##### Dataset extract

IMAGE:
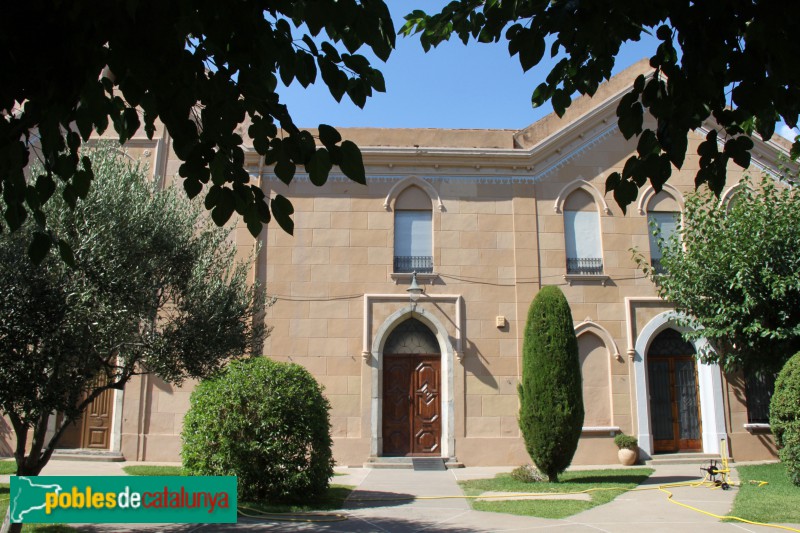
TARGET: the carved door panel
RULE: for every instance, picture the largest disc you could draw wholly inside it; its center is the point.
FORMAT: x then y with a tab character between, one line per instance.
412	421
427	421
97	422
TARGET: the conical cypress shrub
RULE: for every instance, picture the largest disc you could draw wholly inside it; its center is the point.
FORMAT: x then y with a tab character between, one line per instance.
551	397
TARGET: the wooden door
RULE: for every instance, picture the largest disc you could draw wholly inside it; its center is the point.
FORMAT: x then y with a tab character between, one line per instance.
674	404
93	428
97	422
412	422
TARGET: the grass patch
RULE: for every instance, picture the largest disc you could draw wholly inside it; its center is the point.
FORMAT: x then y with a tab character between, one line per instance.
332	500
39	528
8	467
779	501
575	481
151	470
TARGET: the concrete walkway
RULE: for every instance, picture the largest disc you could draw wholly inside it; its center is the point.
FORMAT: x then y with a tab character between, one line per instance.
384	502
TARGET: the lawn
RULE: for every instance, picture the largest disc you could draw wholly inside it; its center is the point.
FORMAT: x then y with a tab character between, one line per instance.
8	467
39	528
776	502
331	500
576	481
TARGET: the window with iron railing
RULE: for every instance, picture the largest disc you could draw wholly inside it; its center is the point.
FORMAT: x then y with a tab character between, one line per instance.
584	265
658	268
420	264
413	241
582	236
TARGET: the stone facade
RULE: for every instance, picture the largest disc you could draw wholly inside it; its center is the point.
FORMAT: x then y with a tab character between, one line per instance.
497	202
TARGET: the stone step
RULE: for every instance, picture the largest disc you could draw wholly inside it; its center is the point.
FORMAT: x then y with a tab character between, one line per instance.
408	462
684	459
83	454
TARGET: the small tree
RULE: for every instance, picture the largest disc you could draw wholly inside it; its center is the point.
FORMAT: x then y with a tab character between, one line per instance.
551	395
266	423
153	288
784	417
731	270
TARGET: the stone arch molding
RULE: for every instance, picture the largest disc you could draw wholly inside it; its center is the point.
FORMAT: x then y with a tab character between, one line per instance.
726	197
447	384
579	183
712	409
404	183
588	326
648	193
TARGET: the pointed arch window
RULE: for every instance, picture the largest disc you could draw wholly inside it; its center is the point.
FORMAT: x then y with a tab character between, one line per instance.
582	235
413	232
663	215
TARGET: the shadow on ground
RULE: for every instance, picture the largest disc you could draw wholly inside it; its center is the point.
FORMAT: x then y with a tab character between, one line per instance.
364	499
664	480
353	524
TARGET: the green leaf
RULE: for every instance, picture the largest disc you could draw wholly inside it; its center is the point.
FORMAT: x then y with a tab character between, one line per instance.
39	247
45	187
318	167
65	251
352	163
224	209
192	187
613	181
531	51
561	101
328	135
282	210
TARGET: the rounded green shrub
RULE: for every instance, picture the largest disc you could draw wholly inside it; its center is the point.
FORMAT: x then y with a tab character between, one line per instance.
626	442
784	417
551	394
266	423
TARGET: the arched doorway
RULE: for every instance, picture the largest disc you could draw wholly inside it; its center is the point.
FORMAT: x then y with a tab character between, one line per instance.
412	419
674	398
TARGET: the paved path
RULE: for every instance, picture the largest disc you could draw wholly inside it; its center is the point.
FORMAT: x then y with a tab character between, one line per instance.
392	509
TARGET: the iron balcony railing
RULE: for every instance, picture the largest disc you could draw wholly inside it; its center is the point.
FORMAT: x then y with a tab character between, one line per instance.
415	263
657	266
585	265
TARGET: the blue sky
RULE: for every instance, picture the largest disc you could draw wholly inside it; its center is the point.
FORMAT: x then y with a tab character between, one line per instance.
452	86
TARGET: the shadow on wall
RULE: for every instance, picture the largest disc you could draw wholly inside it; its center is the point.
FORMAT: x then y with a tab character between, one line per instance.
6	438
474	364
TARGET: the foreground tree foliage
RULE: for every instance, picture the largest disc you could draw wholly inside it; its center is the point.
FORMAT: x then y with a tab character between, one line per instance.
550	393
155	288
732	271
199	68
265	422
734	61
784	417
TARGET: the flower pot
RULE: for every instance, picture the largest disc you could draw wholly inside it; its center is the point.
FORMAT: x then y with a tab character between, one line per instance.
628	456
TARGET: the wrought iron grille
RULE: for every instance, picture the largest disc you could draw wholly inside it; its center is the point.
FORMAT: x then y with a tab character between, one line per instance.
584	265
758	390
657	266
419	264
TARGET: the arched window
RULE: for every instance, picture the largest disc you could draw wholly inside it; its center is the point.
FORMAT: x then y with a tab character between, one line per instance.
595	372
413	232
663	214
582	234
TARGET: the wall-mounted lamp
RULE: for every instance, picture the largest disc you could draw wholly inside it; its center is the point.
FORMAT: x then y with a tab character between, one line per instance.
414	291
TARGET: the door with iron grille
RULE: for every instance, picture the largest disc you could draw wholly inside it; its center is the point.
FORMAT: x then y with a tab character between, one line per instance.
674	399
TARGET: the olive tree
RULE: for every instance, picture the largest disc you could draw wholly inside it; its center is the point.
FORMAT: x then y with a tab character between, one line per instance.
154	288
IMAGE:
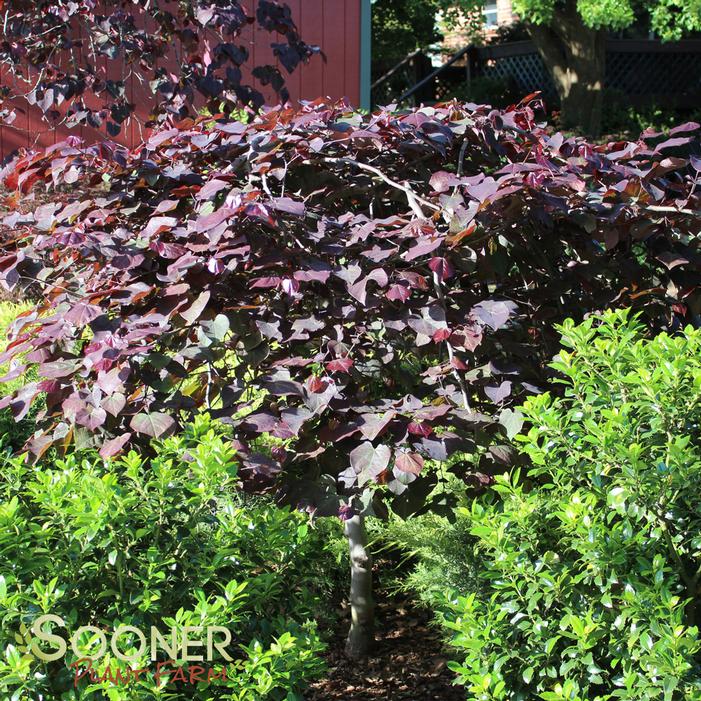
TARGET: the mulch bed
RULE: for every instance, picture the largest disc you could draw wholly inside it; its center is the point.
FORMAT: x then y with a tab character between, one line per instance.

##########

All of the records need repeating exactly, except for the pictures.

IMAGE:
TARGET: the carved door panel
RULE: for every instance, picture the largest disc you could draw wholly inside it; its center is the point.
FORMAT: x then y with a tab character between, one line per instance.
412	421
427	421
97	422
TARGET: the conical cypress shrub
RULE: for every instance, picture the largest disc you could draw wholly inside it; its center is the point.
FORMAT: x then y with a tab character between, one line per instance.
551	397
TARGET: the wooden door
RULE: for every instance, picture the largest disc you could draw wholly inside it; its center is the point.
FORMAT: x then y with a tab character between, one line per instance.
674	404
93	428
97	422
412	422
TARGET: the grass patch
RULE: for every instance, picture the largest disc you could draw wholly inside it; its center is the point.
FORMAT: x then y with a tab character between, one line per instance.
332	500
39	528
8	467
779	501
575	481
151	470
TARGET: the concrete walkway
RULE: for every instance, picture the largest disc you could draw wholly inside it; its center is the point.
FORMAT: x then y with a tab character between, one line per instance.
384	502
TARGET: the lawn
RULE: for every instance, picture the largest disc you could draw wholly inside it; its center is the point.
FORMAT: x then y with a tab character between, one line per instance.
8	467
39	528
776	502
331	500
576	481
TARGET: the window with iron railing
RULE: for every instance, picture the largest disc you could draw wholly inside it; its center is the point.
FORMAT: x then y with a tab character between, one line per instance.
584	265
658	268
420	264
413	241
582	236
TARGET: the stone facade
RULE: for every instance, picture the largest disc you could draw wholly inside it; its center is the point.
FORMAT: x then y with a tab character between, one line per instance.
497	202
TARGET: the stone step
RULE: for every instance, picture the largest disc you could draw wholly inside it; its center is the point.
FORMAT: x then y with a tab character between, one line per instance.
408	462
684	459
83	454
TARGET: the small tree
RULE: for every instance, picture the largest disc you could draw wholly inside it; its center is the point.
FORMAT: x then y with a tab character between, one line per instance.
551	395
266	423
153	288
784	417
731	270
TARGET: the stone arch molding
RULE: for every instance, picture the largest disc you could draw wholly inside it; its center is the point.
FORMAT: x then y with a tab character between, one line per instance.
726	197
447	384
579	183
712	409
404	183
588	326
648	193
TARGET: the pointed arch window
RULE: for every instance, picture the largest disc you could draw wholly inside it; its center is the point.
FORMAT: x then y with a tab character between, one line per instance.
582	235
413	232
663	215
TARGET: the shadow on ground
RULE: for every instance, picture the largest disc you could draw wholly inside it; its center is the point.
FORMAT: x then y with a tab character between, one line per instance.
364	499
664	480
353	524
TARGET: the green leaf
RULE: for every instance, picture the largest disc you could draw wholly inside it; its center is the point.
FORMAT: x then y with a tab character between, one line per instance.
39	247
45	187
318	167
65	251
352	163
224	209
192	187
613	181
531	51
561	101
328	135
282	210
TARGET: the rounded green shrub
RULE: for every instance, picture the largest disc you could draw wholly inside it; its center is the point.
FORMAT: x then y with a tab character between, one line per instance.
626	442
784	417
551	394
266	423
TARGET: the arched doorway
RULE: for every instance, picture the largest disc you could draw wholly inside it; its center is the point.
FORMAT: x then y with a tab character between, one line per instance.
412	419
674	398
TARGET: the paved path
RULE: for every instance, picture the largest disc you could draw wholly inside it; its center is the point.
FORMAT: x then y with a tab character between, one line per instance.
392	509
TARGET: the iron balcony railing
RULE: for every instance, picture the largest disc you could draw wholly inside it; its center is the point.
FORMAT: x then y with a tab character between, one line per instance.
415	263
657	266
585	265
TARGET: the blue sky
RULE: for every instance, picture the largest disc you could draw wholly inside it; its center is the point.
FORMAT: x then y with a tab character between, one line per instance.
452	86
TARGET: the shadow on wall
RULE: for every instance, picture the largest disc you could draw wholly inside it; its center is the point.
FORMAT: x then y with a tab character between, one line per instance.
6	438
474	364
TARGET: the foreground tree foliage
RULE: for every instance, picture the largest disc you could draw wholly inside it; its center is the point.
FORMAT: x then y with a tab character between, one line per instance.
550	393
155	288
732	271
199	68
265	422
734	61
784	417
TARGET: the flower pot
RULE: for every instance, picture the largest disc you could draw wholly inside it; its center is the point.
FORMAT: x then y with a tab character between, one line per instance.
628	456
TARGET: the wrought iron grille
RULE: for every instance, picture the largest disc you could draw wholly inside it; its center is the point.
FORMAT: x then y with a tab character between, one line per instance.
584	265
758	390
657	266
419	264
TARGET: the arched window
RULE: for every instance, picture the largest disc you could draw wholly inside it; its center is the point.
FORMAT: x then y with a tab character between, one line per instance.
595	372
413	232
663	214
582	234
TARGET: the wall-mounted lamp
RULE: for every instance, picture the largest disc you could draw wholly inside it; its center is the point.
FORMAT: x then y with a tab character between, one line per instance.
414	291
TARGET: the door with iron grille
RULE: for every instance, picture the largest disc you could draw wholly inside it; its center is the point.
FORMAT: x then y with a tab character between, one line per instance.
674	399
TARGET: the olive tree
RULE: for every instance, picture the largest disc you could draw wholly inside it; its center is the point.
FORMAT: x then y with a tab character between, one line per instance.
154	288
IMAGE:
TARGET: the mulch bed
RULE: for every instance, picture the largest disc you could draw wholly inside it; its center is the point.
FORMAT: x then y with a tab character between, one line per instance.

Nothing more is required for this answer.